====== Data section ======

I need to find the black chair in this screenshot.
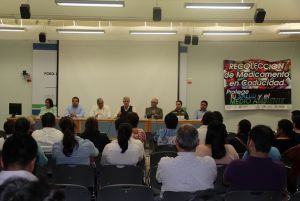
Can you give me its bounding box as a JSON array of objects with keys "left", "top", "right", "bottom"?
[
  {"left": 225, "top": 191, "right": 284, "bottom": 201},
  {"left": 214, "top": 165, "right": 227, "bottom": 194},
  {"left": 289, "top": 191, "right": 300, "bottom": 201},
  {"left": 163, "top": 189, "right": 222, "bottom": 201},
  {"left": 97, "top": 184, "right": 153, "bottom": 201},
  {"left": 55, "top": 184, "right": 91, "bottom": 201},
  {"left": 52, "top": 165, "right": 96, "bottom": 189},
  {"left": 99, "top": 165, "right": 144, "bottom": 187},
  {"left": 148, "top": 151, "right": 177, "bottom": 195}
]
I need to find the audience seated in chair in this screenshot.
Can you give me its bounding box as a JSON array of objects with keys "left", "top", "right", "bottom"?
[
  {"left": 52, "top": 117, "right": 99, "bottom": 165},
  {"left": 196, "top": 120, "right": 239, "bottom": 164},
  {"left": 156, "top": 124, "right": 217, "bottom": 198},
  {"left": 224, "top": 125, "right": 286, "bottom": 191},
  {"left": 101, "top": 123, "right": 145, "bottom": 165}
]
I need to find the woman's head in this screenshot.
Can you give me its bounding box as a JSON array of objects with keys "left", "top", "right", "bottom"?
[{"left": 118, "top": 123, "right": 132, "bottom": 153}]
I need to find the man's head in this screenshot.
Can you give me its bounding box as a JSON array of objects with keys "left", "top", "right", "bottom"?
[
  {"left": 200, "top": 100, "right": 208, "bottom": 111},
  {"left": 123, "top": 96, "right": 130, "bottom": 107},
  {"left": 42, "top": 112, "right": 55, "bottom": 128},
  {"left": 165, "top": 112, "right": 178, "bottom": 129},
  {"left": 176, "top": 100, "right": 182, "bottom": 110},
  {"left": 176, "top": 124, "right": 199, "bottom": 152},
  {"left": 72, "top": 96, "right": 79, "bottom": 107},
  {"left": 247, "top": 125, "right": 274, "bottom": 157},
  {"left": 151, "top": 98, "right": 158, "bottom": 107},
  {"left": 97, "top": 98, "right": 104, "bottom": 109},
  {"left": 2, "top": 135, "right": 37, "bottom": 172}
]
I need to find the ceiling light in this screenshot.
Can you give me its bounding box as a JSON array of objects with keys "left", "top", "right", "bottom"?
[
  {"left": 129, "top": 31, "right": 177, "bottom": 35},
  {"left": 56, "top": 29, "right": 105, "bottom": 34},
  {"left": 55, "top": 0, "right": 125, "bottom": 7},
  {"left": 278, "top": 29, "right": 300, "bottom": 35},
  {"left": 184, "top": 3, "right": 254, "bottom": 10},
  {"left": 203, "top": 31, "right": 252, "bottom": 36},
  {"left": 0, "top": 27, "right": 25, "bottom": 32}
]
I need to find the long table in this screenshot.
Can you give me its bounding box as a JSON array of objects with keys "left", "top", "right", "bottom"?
[{"left": 8, "top": 117, "right": 201, "bottom": 137}]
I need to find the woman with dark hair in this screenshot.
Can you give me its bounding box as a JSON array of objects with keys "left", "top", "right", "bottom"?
[
  {"left": 101, "top": 123, "right": 145, "bottom": 165},
  {"left": 52, "top": 117, "right": 99, "bottom": 165},
  {"left": 39, "top": 98, "right": 57, "bottom": 116},
  {"left": 80, "top": 117, "right": 110, "bottom": 153},
  {"left": 126, "top": 112, "right": 146, "bottom": 144},
  {"left": 196, "top": 120, "right": 239, "bottom": 164}
]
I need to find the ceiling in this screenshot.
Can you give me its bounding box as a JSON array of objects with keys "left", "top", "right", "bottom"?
[{"left": 0, "top": 0, "right": 300, "bottom": 41}]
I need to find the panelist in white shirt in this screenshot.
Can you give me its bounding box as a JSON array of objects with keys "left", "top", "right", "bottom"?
[{"left": 90, "top": 98, "right": 111, "bottom": 119}]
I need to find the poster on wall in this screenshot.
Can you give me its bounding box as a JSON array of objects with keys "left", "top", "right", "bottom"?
[
  {"left": 224, "top": 59, "right": 292, "bottom": 110},
  {"left": 32, "top": 43, "right": 57, "bottom": 115}
]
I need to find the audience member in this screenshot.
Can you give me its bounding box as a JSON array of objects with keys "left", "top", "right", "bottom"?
[
  {"left": 14, "top": 117, "right": 48, "bottom": 166},
  {"left": 101, "top": 123, "right": 145, "bottom": 165},
  {"left": 198, "top": 111, "right": 216, "bottom": 144},
  {"left": 156, "top": 124, "right": 217, "bottom": 195},
  {"left": 32, "top": 112, "right": 63, "bottom": 153},
  {"left": 193, "top": 100, "right": 208, "bottom": 121},
  {"left": 154, "top": 112, "right": 178, "bottom": 146},
  {"left": 114, "top": 96, "right": 136, "bottom": 119},
  {"left": 52, "top": 117, "right": 99, "bottom": 165},
  {"left": 0, "top": 135, "right": 38, "bottom": 185},
  {"left": 80, "top": 117, "right": 110, "bottom": 153},
  {"left": 196, "top": 120, "right": 239, "bottom": 164},
  {"left": 228, "top": 119, "right": 251, "bottom": 154},
  {"left": 90, "top": 98, "right": 111, "bottom": 119},
  {"left": 171, "top": 100, "right": 189, "bottom": 120},
  {"left": 224, "top": 125, "right": 286, "bottom": 191},
  {"left": 39, "top": 98, "right": 57, "bottom": 116},
  {"left": 0, "top": 178, "right": 66, "bottom": 201},
  {"left": 273, "top": 119, "right": 296, "bottom": 154},
  {"left": 126, "top": 112, "right": 146, "bottom": 144},
  {"left": 65, "top": 96, "right": 84, "bottom": 117},
  {"left": 145, "top": 98, "right": 163, "bottom": 119}
]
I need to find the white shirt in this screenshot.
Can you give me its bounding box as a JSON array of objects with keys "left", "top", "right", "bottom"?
[
  {"left": 90, "top": 104, "right": 111, "bottom": 119},
  {"left": 197, "top": 125, "right": 207, "bottom": 144},
  {"left": 156, "top": 152, "right": 217, "bottom": 195},
  {"left": 101, "top": 138, "right": 145, "bottom": 165},
  {"left": 32, "top": 127, "right": 63, "bottom": 153},
  {"left": 0, "top": 170, "right": 38, "bottom": 185}
]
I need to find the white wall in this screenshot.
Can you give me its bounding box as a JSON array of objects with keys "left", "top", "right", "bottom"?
[
  {"left": 187, "top": 42, "right": 300, "bottom": 132},
  {"left": 58, "top": 41, "right": 178, "bottom": 117},
  {"left": 0, "top": 40, "right": 33, "bottom": 129}
]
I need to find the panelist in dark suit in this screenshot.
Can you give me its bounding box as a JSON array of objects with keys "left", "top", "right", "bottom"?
[{"left": 145, "top": 98, "right": 163, "bottom": 119}]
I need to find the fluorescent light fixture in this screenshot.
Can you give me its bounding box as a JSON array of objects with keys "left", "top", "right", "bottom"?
[
  {"left": 184, "top": 3, "right": 254, "bottom": 10},
  {"left": 56, "top": 29, "right": 105, "bottom": 34},
  {"left": 203, "top": 31, "right": 252, "bottom": 36},
  {"left": 0, "top": 27, "right": 25, "bottom": 32},
  {"left": 55, "top": 0, "right": 125, "bottom": 8},
  {"left": 278, "top": 29, "right": 300, "bottom": 35},
  {"left": 129, "top": 31, "right": 177, "bottom": 35}
]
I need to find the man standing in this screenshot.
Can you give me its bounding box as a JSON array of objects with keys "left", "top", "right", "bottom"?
[
  {"left": 224, "top": 125, "right": 286, "bottom": 191},
  {"left": 172, "top": 100, "right": 189, "bottom": 120},
  {"left": 145, "top": 98, "right": 163, "bottom": 119},
  {"left": 156, "top": 124, "right": 217, "bottom": 195},
  {"left": 193, "top": 100, "right": 208, "bottom": 121},
  {"left": 90, "top": 98, "right": 111, "bottom": 119},
  {"left": 0, "top": 135, "right": 38, "bottom": 185},
  {"left": 65, "top": 96, "right": 84, "bottom": 117}
]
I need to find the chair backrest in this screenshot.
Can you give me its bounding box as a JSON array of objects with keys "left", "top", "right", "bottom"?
[
  {"left": 150, "top": 151, "right": 177, "bottom": 167},
  {"left": 97, "top": 184, "right": 153, "bottom": 201},
  {"left": 289, "top": 191, "right": 300, "bottom": 201},
  {"left": 225, "top": 191, "right": 283, "bottom": 201},
  {"left": 53, "top": 165, "right": 96, "bottom": 188},
  {"left": 214, "top": 165, "right": 227, "bottom": 194},
  {"left": 99, "top": 165, "right": 144, "bottom": 187},
  {"left": 55, "top": 184, "right": 91, "bottom": 201},
  {"left": 163, "top": 189, "right": 216, "bottom": 201}
]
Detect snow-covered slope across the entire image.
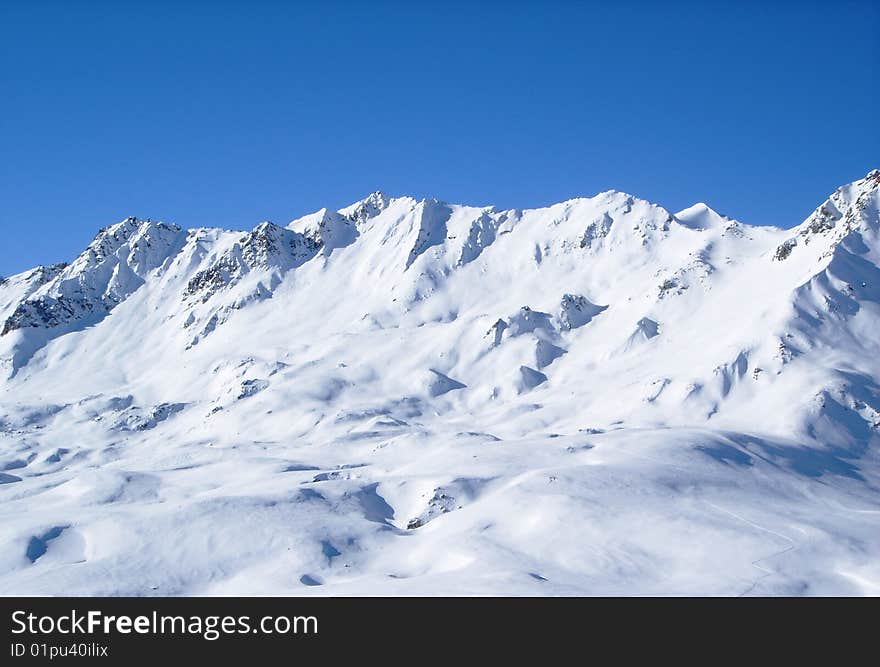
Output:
[0,171,880,594]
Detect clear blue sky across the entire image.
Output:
[0,0,880,275]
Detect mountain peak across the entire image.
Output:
[339,190,391,222]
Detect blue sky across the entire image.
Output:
[0,0,880,275]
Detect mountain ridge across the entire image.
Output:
[0,170,880,594]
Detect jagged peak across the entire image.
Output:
[675,202,730,230]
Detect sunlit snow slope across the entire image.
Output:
[0,171,880,595]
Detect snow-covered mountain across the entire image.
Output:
[0,171,880,595]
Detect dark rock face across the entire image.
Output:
[184,222,322,302]
[0,296,94,336]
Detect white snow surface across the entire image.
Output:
[0,171,880,595]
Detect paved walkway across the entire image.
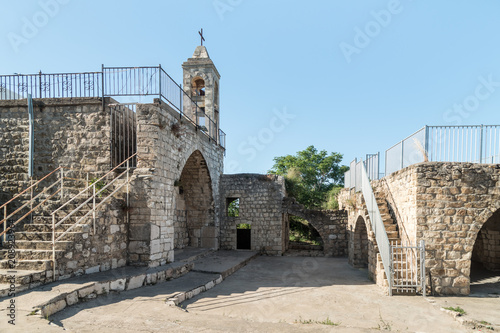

======

Reproduce word for word the stretch of lines from the one containing "Detect jagged peak across the entire image." through the last of the lines above, leaving out the pictures.

Detect jagged peak across the entire image.
Output:
[675,202,730,230]
Detect sunlit snow slope across the entire image.
Output:
[0,171,880,595]
Detect snow-covered mountain across the entire image.
Output:
[0,171,880,595]
Detect dark rock face across the entire image.
Output:
[184,222,322,302]
[0,296,94,336]
Detect white snow surface across the entire image.
Output:
[0,171,880,595]
Detect paved walkway across the entire image.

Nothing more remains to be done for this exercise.